Exercise requirements:
Return the listing below verbatim. Pictures do not belong in the copy.

Records to use:
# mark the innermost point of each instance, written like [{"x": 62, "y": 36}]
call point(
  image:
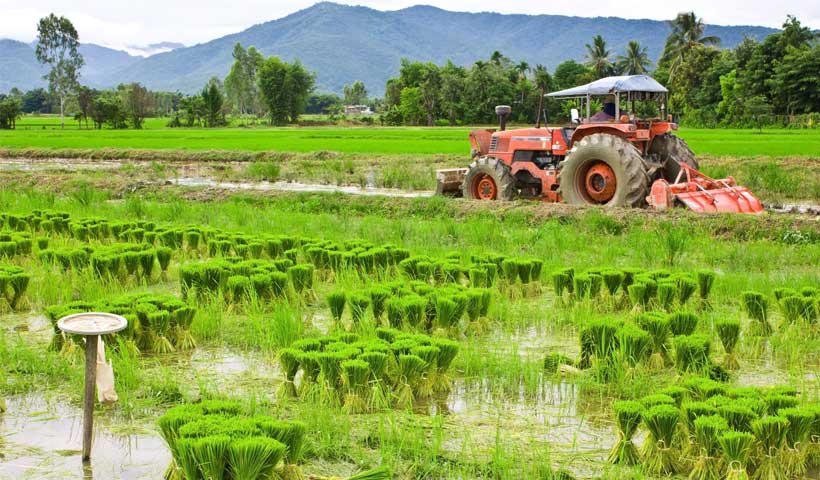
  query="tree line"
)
[
  {"x": 774, "y": 81},
  {"x": 753, "y": 83}
]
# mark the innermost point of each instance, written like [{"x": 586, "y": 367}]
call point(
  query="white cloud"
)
[{"x": 120, "y": 23}]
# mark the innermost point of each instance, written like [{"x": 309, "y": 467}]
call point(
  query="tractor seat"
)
[{"x": 567, "y": 134}]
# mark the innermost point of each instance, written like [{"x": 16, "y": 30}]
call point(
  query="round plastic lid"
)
[{"x": 92, "y": 323}]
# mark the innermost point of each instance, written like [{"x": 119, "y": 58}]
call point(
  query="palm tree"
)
[
  {"x": 598, "y": 57},
  {"x": 635, "y": 62},
  {"x": 522, "y": 68},
  {"x": 687, "y": 33}
]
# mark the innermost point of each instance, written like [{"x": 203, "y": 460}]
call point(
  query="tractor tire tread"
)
[
  {"x": 627, "y": 155},
  {"x": 498, "y": 170}
]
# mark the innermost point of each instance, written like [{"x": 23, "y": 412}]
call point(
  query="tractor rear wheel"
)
[
  {"x": 671, "y": 151},
  {"x": 603, "y": 169},
  {"x": 488, "y": 179}
]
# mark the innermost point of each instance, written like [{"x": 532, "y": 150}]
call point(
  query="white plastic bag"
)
[{"x": 105, "y": 376}]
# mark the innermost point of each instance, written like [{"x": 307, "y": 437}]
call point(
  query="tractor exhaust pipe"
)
[{"x": 503, "y": 111}]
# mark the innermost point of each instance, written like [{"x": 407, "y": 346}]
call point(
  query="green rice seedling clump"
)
[
  {"x": 628, "y": 416},
  {"x": 661, "y": 422}
]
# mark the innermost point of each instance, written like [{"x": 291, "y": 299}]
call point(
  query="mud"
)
[
  {"x": 44, "y": 441},
  {"x": 295, "y": 187}
]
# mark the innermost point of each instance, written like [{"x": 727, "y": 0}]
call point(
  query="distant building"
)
[{"x": 358, "y": 110}]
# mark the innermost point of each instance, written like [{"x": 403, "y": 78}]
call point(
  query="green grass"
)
[
  {"x": 513, "y": 420},
  {"x": 364, "y": 140}
]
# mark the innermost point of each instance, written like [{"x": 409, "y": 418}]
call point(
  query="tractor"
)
[{"x": 611, "y": 158}]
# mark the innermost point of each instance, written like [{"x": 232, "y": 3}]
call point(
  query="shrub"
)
[
  {"x": 683, "y": 323},
  {"x": 729, "y": 333},
  {"x": 661, "y": 422},
  {"x": 692, "y": 353},
  {"x": 336, "y": 301},
  {"x": 628, "y": 416}
]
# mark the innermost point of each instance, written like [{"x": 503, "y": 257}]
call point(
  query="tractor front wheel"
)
[
  {"x": 488, "y": 179},
  {"x": 671, "y": 151},
  {"x": 603, "y": 169}
]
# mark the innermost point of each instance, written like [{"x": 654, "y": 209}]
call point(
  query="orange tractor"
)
[{"x": 610, "y": 158}]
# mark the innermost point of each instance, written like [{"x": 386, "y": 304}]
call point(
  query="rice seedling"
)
[
  {"x": 737, "y": 448},
  {"x": 628, "y": 416},
  {"x": 707, "y": 431},
  {"x": 395, "y": 312},
  {"x": 654, "y": 399},
  {"x": 14, "y": 282},
  {"x": 682, "y": 323},
  {"x": 729, "y": 333},
  {"x": 756, "y": 307},
  {"x": 613, "y": 280},
  {"x": 706, "y": 279},
  {"x": 414, "y": 311},
  {"x": 410, "y": 369},
  {"x": 356, "y": 375},
  {"x": 692, "y": 353},
  {"x": 738, "y": 416},
  {"x": 794, "y": 308},
  {"x": 657, "y": 325},
  {"x": 254, "y": 457},
  {"x": 378, "y": 297},
  {"x": 289, "y": 360},
  {"x": 635, "y": 344},
  {"x": 582, "y": 286},
  {"x": 797, "y": 437},
  {"x": 336, "y": 301},
  {"x": 770, "y": 433},
  {"x": 358, "y": 306},
  {"x": 661, "y": 422},
  {"x": 667, "y": 292},
  {"x": 301, "y": 277},
  {"x": 637, "y": 295},
  {"x": 686, "y": 288}
]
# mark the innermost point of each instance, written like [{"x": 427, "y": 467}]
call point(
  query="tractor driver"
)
[{"x": 607, "y": 114}]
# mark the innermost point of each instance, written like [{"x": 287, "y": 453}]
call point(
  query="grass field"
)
[
  {"x": 369, "y": 140},
  {"x": 506, "y": 416}
]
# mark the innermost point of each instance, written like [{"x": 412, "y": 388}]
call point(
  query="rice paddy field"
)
[{"x": 284, "y": 335}]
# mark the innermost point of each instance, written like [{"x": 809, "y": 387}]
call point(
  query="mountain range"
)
[{"x": 343, "y": 43}]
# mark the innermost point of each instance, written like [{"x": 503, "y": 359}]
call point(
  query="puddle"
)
[
  {"x": 44, "y": 441},
  {"x": 801, "y": 208},
  {"x": 296, "y": 187}
]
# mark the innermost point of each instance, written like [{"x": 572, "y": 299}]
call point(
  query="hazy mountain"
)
[
  {"x": 19, "y": 67},
  {"x": 152, "y": 49},
  {"x": 343, "y": 44}
]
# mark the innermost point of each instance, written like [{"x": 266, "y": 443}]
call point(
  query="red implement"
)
[{"x": 703, "y": 194}]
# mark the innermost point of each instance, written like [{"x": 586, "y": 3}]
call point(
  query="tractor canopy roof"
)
[{"x": 610, "y": 85}]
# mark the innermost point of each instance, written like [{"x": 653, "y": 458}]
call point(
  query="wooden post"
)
[{"x": 91, "y": 342}]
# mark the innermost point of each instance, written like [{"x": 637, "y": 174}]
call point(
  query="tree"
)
[
  {"x": 299, "y": 84},
  {"x": 85, "y": 96},
  {"x": 285, "y": 89},
  {"x": 36, "y": 101},
  {"x": 137, "y": 103},
  {"x": 598, "y": 57},
  {"x": 107, "y": 108},
  {"x": 58, "y": 47},
  {"x": 355, "y": 94},
  {"x": 325, "y": 103},
  {"x": 635, "y": 62},
  {"x": 687, "y": 33},
  {"x": 213, "y": 102},
  {"x": 570, "y": 74},
  {"x": 796, "y": 81},
  {"x": 240, "y": 84},
  {"x": 452, "y": 91},
  {"x": 412, "y": 106},
  {"x": 10, "y": 111}
]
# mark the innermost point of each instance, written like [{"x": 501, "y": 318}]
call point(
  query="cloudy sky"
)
[{"x": 120, "y": 23}]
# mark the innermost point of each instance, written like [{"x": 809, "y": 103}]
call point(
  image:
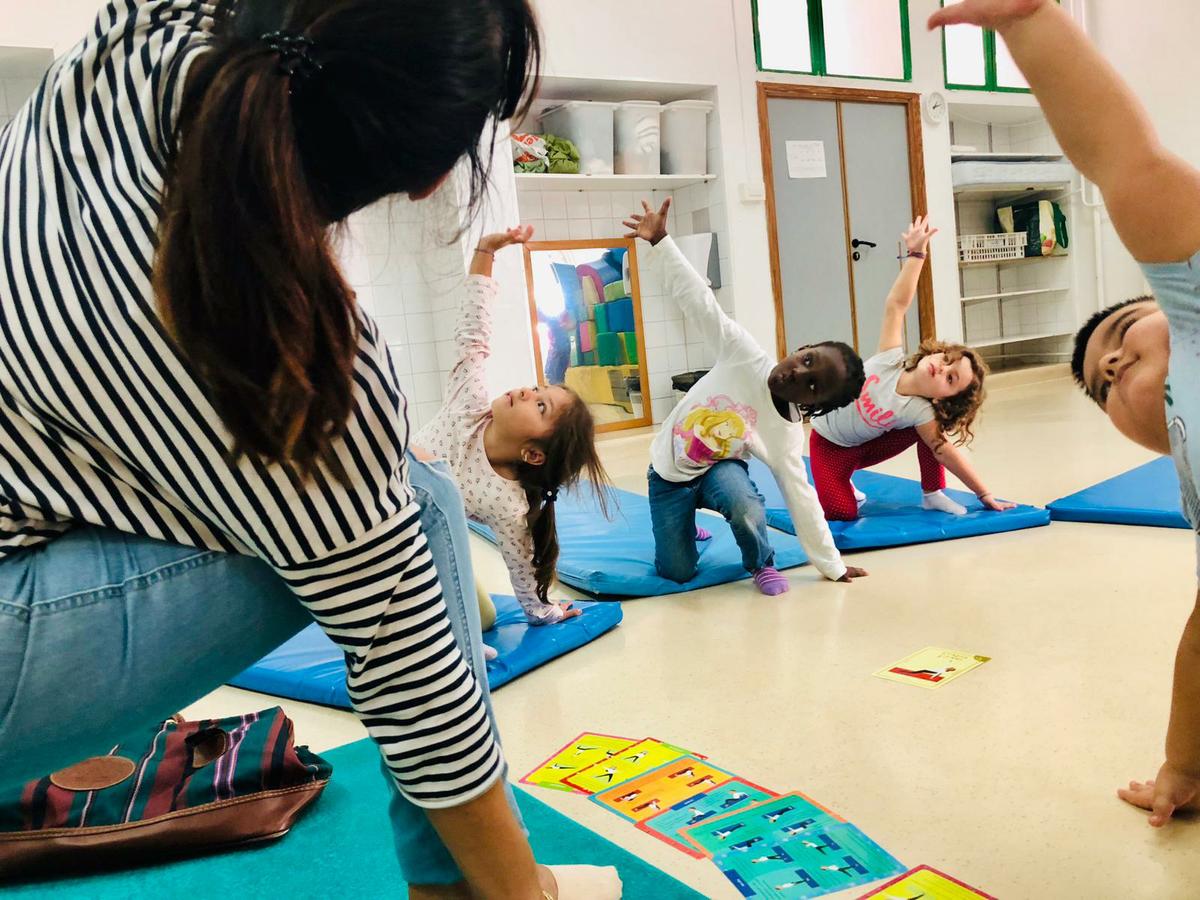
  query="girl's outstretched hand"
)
[
  {"x": 990, "y": 502},
  {"x": 985, "y": 13},
  {"x": 492, "y": 243},
  {"x": 651, "y": 226},
  {"x": 916, "y": 237},
  {"x": 1173, "y": 790}
]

Answer for this exercise:
# mark the innermost point of each instance, written like [{"x": 62, "y": 36}]
call point(
  image:
  query="tree line"
)
[
  {"x": 774, "y": 81},
  {"x": 753, "y": 83}
]
# mark the innermost point of each instance, written like [{"x": 586, "y": 367}]
call point(
  query="white cloud"
)
[{"x": 120, "y": 23}]
# mark the innermost point of each instance, written like [{"x": 309, "y": 467}]
call point(
  query="tractor seat"
)
[{"x": 567, "y": 134}]
# mark the innermost point of each instance, written like [{"x": 16, "y": 30}]
call point(
  query="round plastic lid"
)
[{"x": 92, "y": 323}]
# mark the innermost point of each instance, written like [{"x": 119, "y": 58}]
call point(
  query="palm tree"
)
[
  {"x": 598, "y": 57},
  {"x": 635, "y": 62},
  {"x": 522, "y": 68},
  {"x": 687, "y": 33}
]
# mark the innermost point of each instance, written like [{"x": 203, "y": 460}]
call point(
  query="tractor tire tread"
)
[
  {"x": 627, "y": 155},
  {"x": 498, "y": 170}
]
# mark the innermost point of each instance, written like [{"x": 23, "y": 412}]
call point(
  query="tractor rear wheel"
)
[
  {"x": 671, "y": 151},
  {"x": 603, "y": 169},
  {"x": 488, "y": 179}
]
# mark the innermost point of each instance, written like [{"x": 532, "y": 150}]
call point(
  query="white plastic bag"
)
[{"x": 105, "y": 376}]
# mark the innermost point of each instance, written like [{"x": 307, "y": 437}]
call point(
  query="tractor exhaust pipe"
)
[{"x": 503, "y": 111}]
# mark the innermost point of each instance, written like [{"x": 407, "y": 346}]
call point(
  query="green rice seedling clump"
)
[
  {"x": 628, "y": 416},
  {"x": 661, "y": 422}
]
# mark the innermost point of each instance, written like [{"x": 291, "y": 299}]
call point(
  query="mud"
)
[
  {"x": 44, "y": 441},
  {"x": 295, "y": 187}
]
# mark the innermost point of each instance, written like [{"x": 727, "y": 0}]
call point(
  query="distant building"
)
[{"x": 358, "y": 110}]
# mark the innermost point of each instance, written like [{"x": 403, "y": 78}]
call point(
  query="green grass"
)
[
  {"x": 513, "y": 420},
  {"x": 364, "y": 140}
]
# mark the innermost point of each instance, written like [{"x": 409, "y": 418}]
call point(
  query="tractor"
)
[{"x": 611, "y": 158}]
# mark the innermost point of each instance, written like [{"x": 232, "y": 3}]
call point(
  query="shrub"
)
[
  {"x": 683, "y": 323},
  {"x": 729, "y": 333},
  {"x": 661, "y": 422},
  {"x": 692, "y": 353},
  {"x": 336, "y": 301},
  {"x": 628, "y": 416}
]
# mark the innermost point of each instance, written like [{"x": 503, "y": 257}]
call point(
  query="tractor front wheel"
)
[
  {"x": 488, "y": 179},
  {"x": 671, "y": 151},
  {"x": 603, "y": 169}
]
# mark the innermost point of each instance, written like [{"x": 654, "y": 209}]
call point(
  query="orange tractor"
)
[{"x": 610, "y": 158}]
# mark the innermost point of each instance, written like [{"x": 386, "y": 304}]
call point(
  query="rice seedling"
)
[
  {"x": 737, "y": 448},
  {"x": 628, "y": 416},
  {"x": 707, "y": 431},
  {"x": 395, "y": 312},
  {"x": 654, "y": 399},
  {"x": 14, "y": 282},
  {"x": 682, "y": 323},
  {"x": 729, "y": 333},
  {"x": 756, "y": 307},
  {"x": 613, "y": 280},
  {"x": 706, "y": 279},
  {"x": 414, "y": 311},
  {"x": 410, "y": 369},
  {"x": 356, "y": 375},
  {"x": 692, "y": 353},
  {"x": 738, "y": 416},
  {"x": 794, "y": 308},
  {"x": 657, "y": 325},
  {"x": 254, "y": 457},
  {"x": 378, "y": 297},
  {"x": 289, "y": 360},
  {"x": 635, "y": 344},
  {"x": 582, "y": 286},
  {"x": 797, "y": 437},
  {"x": 336, "y": 301},
  {"x": 770, "y": 433},
  {"x": 358, "y": 306},
  {"x": 661, "y": 422},
  {"x": 667, "y": 292},
  {"x": 301, "y": 277},
  {"x": 637, "y": 295},
  {"x": 686, "y": 288}
]
# mark the innermost point of each instance, written like [{"x": 427, "y": 467}]
call point(
  query="tractor driver"
)
[{"x": 607, "y": 114}]
# mark the innermost point of each instance, written like [{"x": 287, "y": 453}]
call point(
  query="grass field"
)
[
  {"x": 369, "y": 140},
  {"x": 506, "y": 416}
]
# mark the innermost point of each instance, written like [{"x": 412, "y": 388}]
call point(
  query="rice paddy field"
)
[{"x": 284, "y": 335}]
# mark the innermost point of each instance, written like [{"x": 809, "y": 387}]
call point(
  query="mountain range"
)
[{"x": 343, "y": 43}]
# mark the innermost point of each instance, written like [{"x": 503, "y": 359}]
call point(
  query="puddle"
)
[
  {"x": 44, "y": 441},
  {"x": 801, "y": 208},
  {"x": 296, "y": 187}
]
# mark the innermost point of each instance, written like [{"x": 572, "y": 299}]
call point(
  query="hazy mountain"
)
[
  {"x": 19, "y": 67},
  {"x": 152, "y": 49},
  {"x": 343, "y": 44}
]
# mark the innermost point of each instance, written like [{"x": 266, "y": 443}]
call point(
  query="red implement"
)
[{"x": 703, "y": 194}]
# mark the innermost point of each instance, written like [{"x": 586, "y": 3}]
call point(
  query="tractor canopy roof"
)
[{"x": 610, "y": 85}]
# mark the innermost point of each instance, written like [{"x": 653, "y": 458}]
call point(
  query="wooden post"
)
[{"x": 91, "y": 342}]
# mark the innermost point of each instance, written like [{"x": 637, "y": 174}]
call point(
  query="tree"
)
[
  {"x": 299, "y": 84},
  {"x": 85, "y": 96},
  {"x": 285, "y": 89},
  {"x": 36, "y": 101},
  {"x": 137, "y": 103},
  {"x": 598, "y": 57},
  {"x": 107, "y": 108},
  {"x": 58, "y": 47},
  {"x": 355, "y": 94},
  {"x": 325, "y": 103},
  {"x": 635, "y": 62},
  {"x": 687, "y": 33},
  {"x": 213, "y": 102},
  {"x": 570, "y": 74},
  {"x": 796, "y": 81},
  {"x": 240, "y": 84},
  {"x": 452, "y": 91},
  {"x": 412, "y": 106},
  {"x": 10, "y": 111}
]
# mark the innermost point of each instance, written like [{"x": 501, "y": 318}]
call point(
  query="cloudy sky"
)
[{"x": 120, "y": 23}]
# mark the innermost point of each instance, written like [{"x": 809, "y": 103}]
call point(
  image:
  query="girl's outstretched hand"
)
[
  {"x": 990, "y": 502},
  {"x": 985, "y": 13},
  {"x": 492, "y": 243},
  {"x": 651, "y": 226},
  {"x": 916, "y": 237},
  {"x": 1173, "y": 790}
]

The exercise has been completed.